Task requirements |
Nothing in the data may be altered; copy it all exactly.

Start of Records

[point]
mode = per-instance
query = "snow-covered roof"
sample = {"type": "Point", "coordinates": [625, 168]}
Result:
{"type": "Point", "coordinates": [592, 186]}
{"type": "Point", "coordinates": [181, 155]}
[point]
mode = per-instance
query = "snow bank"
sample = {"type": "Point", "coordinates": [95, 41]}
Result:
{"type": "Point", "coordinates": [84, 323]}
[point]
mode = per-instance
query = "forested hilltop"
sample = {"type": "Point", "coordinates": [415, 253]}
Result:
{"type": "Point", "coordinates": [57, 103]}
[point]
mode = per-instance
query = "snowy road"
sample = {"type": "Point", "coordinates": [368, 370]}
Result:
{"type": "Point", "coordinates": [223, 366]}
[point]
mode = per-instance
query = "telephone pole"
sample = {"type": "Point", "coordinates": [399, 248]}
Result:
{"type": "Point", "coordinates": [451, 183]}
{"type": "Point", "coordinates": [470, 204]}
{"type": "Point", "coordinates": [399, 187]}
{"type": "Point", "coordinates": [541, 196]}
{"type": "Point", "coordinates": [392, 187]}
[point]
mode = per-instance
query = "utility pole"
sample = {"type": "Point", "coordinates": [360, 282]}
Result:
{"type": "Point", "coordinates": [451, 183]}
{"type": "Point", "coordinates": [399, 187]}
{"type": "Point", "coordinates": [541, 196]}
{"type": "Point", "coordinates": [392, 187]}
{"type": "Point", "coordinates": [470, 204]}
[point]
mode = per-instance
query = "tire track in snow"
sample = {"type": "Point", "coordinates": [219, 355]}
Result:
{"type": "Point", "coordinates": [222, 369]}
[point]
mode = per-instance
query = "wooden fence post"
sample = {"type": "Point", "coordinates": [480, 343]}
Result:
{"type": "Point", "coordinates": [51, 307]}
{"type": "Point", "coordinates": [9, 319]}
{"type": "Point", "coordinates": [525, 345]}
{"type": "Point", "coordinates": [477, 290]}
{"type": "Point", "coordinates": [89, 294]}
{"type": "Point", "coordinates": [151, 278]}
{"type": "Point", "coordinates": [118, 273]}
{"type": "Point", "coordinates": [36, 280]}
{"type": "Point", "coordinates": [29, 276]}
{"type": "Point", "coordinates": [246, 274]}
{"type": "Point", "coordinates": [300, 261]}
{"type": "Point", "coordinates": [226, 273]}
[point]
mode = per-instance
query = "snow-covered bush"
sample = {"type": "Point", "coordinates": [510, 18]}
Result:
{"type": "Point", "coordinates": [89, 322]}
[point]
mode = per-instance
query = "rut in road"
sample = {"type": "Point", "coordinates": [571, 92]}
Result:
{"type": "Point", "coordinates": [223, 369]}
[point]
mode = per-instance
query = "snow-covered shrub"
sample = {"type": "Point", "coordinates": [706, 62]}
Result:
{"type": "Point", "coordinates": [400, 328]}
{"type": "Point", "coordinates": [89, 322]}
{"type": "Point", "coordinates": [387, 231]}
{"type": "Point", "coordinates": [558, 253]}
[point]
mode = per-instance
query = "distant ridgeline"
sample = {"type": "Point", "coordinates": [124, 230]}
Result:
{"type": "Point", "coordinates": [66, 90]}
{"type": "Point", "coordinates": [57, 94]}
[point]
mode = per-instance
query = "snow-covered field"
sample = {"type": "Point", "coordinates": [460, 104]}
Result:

End of Records

Exercise output |
[point]
mode = per-instance
query = "snow-covered roof"
sample = {"type": "Point", "coordinates": [625, 168]}
Result:
{"type": "Point", "coordinates": [592, 186]}
{"type": "Point", "coordinates": [181, 155]}
[point]
mode = per-instance
query = "snow bank"
sample = {"type": "Point", "coordinates": [95, 41]}
Result:
{"type": "Point", "coordinates": [84, 323]}
[point]
mode = per-instance
query = "forested hilltop"
sample = {"type": "Point", "coordinates": [415, 253]}
Result:
{"type": "Point", "coordinates": [57, 103]}
[point]
mode = per-instance
query = "snowy road"
sample = {"type": "Point", "coordinates": [368, 370]}
Result:
{"type": "Point", "coordinates": [223, 366]}
[point]
mode = per-instance
query = "telephone pole"
sample = {"type": "Point", "coordinates": [399, 248]}
Result:
{"type": "Point", "coordinates": [451, 183]}
{"type": "Point", "coordinates": [470, 204]}
{"type": "Point", "coordinates": [399, 187]}
{"type": "Point", "coordinates": [541, 196]}
{"type": "Point", "coordinates": [392, 187]}
[point]
mode = per-instance
query = "utility pole"
sample = {"type": "Point", "coordinates": [360, 282]}
Result:
{"type": "Point", "coordinates": [451, 183]}
{"type": "Point", "coordinates": [399, 187]}
{"type": "Point", "coordinates": [541, 196]}
{"type": "Point", "coordinates": [392, 187]}
{"type": "Point", "coordinates": [470, 204]}
[point]
mode = per-instance
query = "tire track in snow"
sample = {"type": "Point", "coordinates": [219, 355]}
Result:
{"type": "Point", "coordinates": [222, 369]}
[point]
mode = per-instance
query = "wooden fence post"
sample = {"type": "Point", "coordinates": [480, 343]}
Result:
{"type": "Point", "coordinates": [51, 307]}
{"type": "Point", "coordinates": [9, 319]}
{"type": "Point", "coordinates": [525, 345]}
{"type": "Point", "coordinates": [477, 290]}
{"type": "Point", "coordinates": [89, 294]}
{"type": "Point", "coordinates": [151, 278]}
{"type": "Point", "coordinates": [118, 273]}
{"type": "Point", "coordinates": [36, 280]}
{"type": "Point", "coordinates": [29, 276]}
{"type": "Point", "coordinates": [246, 274]}
{"type": "Point", "coordinates": [300, 261]}
{"type": "Point", "coordinates": [226, 273]}
[point]
mode = per-instance
query = "snow-covered bush"
sample = {"type": "Point", "coordinates": [510, 18]}
Result:
{"type": "Point", "coordinates": [89, 322]}
[point]
mode = per-instance
query = "rut in road"
sample = {"type": "Point", "coordinates": [571, 92]}
Result:
{"type": "Point", "coordinates": [223, 369]}
[point]
mode = per-instance
query = "snow-covered shrub"
sample = {"type": "Point", "coordinates": [706, 62]}
Result:
{"type": "Point", "coordinates": [400, 328]}
{"type": "Point", "coordinates": [89, 322]}
{"type": "Point", "coordinates": [387, 231]}
{"type": "Point", "coordinates": [558, 253]}
[point]
mode = per-instance
query = "distant ridgeline"
sample = {"type": "Point", "coordinates": [124, 230]}
Result:
{"type": "Point", "coordinates": [66, 90]}
{"type": "Point", "coordinates": [57, 94]}
[point]
mode = per-instance
query = "snow-covered field"
sample = {"type": "Point", "coordinates": [460, 104]}
Result:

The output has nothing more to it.